Problem: Count every line in the entries that contains "gravel". Report that count alone.

Exercise materials:

——————

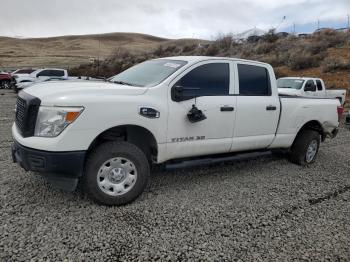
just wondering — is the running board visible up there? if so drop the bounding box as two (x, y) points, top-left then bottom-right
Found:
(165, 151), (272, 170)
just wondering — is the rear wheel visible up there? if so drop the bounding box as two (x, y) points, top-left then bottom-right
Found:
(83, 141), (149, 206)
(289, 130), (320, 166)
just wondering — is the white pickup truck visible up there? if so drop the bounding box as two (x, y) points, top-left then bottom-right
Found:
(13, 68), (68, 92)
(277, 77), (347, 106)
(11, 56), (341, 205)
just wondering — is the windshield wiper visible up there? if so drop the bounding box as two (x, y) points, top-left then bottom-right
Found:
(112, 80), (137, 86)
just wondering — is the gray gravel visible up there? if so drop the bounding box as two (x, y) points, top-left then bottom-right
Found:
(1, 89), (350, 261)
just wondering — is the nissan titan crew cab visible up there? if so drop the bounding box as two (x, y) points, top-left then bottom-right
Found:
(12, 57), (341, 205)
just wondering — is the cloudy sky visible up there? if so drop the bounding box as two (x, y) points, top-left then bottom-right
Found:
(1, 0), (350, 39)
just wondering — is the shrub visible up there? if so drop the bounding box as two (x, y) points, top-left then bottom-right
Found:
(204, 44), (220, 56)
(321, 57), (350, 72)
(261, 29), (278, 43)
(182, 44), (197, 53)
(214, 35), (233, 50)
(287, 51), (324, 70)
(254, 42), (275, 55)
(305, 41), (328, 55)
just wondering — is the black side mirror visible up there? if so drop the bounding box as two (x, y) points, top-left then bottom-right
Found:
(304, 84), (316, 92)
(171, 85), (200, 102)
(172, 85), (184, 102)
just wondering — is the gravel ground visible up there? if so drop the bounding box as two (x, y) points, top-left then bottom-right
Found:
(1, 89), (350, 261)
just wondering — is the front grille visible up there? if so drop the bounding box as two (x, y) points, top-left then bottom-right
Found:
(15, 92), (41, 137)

——————

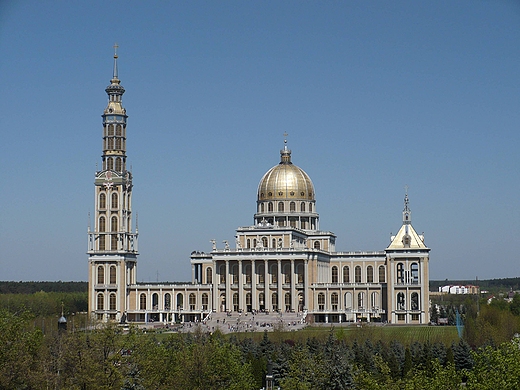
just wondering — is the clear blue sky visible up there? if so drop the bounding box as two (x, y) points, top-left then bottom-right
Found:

——————

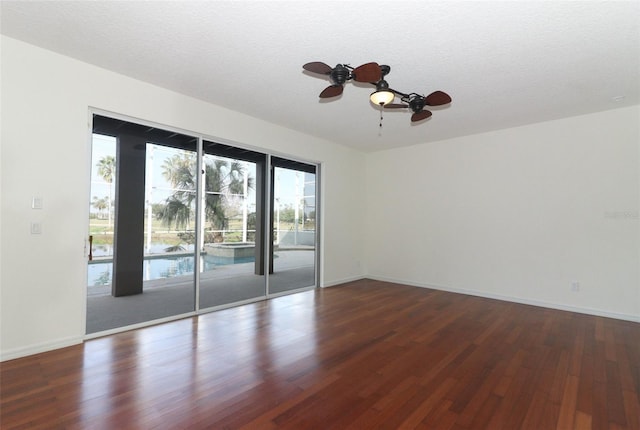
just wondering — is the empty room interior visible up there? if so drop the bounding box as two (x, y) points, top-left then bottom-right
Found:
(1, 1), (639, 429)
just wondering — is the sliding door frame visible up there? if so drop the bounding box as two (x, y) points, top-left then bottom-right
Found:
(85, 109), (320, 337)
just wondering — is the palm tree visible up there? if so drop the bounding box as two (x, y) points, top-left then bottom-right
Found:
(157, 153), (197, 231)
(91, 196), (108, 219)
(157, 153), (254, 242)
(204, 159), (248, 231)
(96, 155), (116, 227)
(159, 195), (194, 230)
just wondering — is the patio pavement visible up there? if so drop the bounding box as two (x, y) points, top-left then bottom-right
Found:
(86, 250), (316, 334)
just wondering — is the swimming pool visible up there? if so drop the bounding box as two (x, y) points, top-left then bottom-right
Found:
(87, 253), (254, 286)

——————

Answer space: 2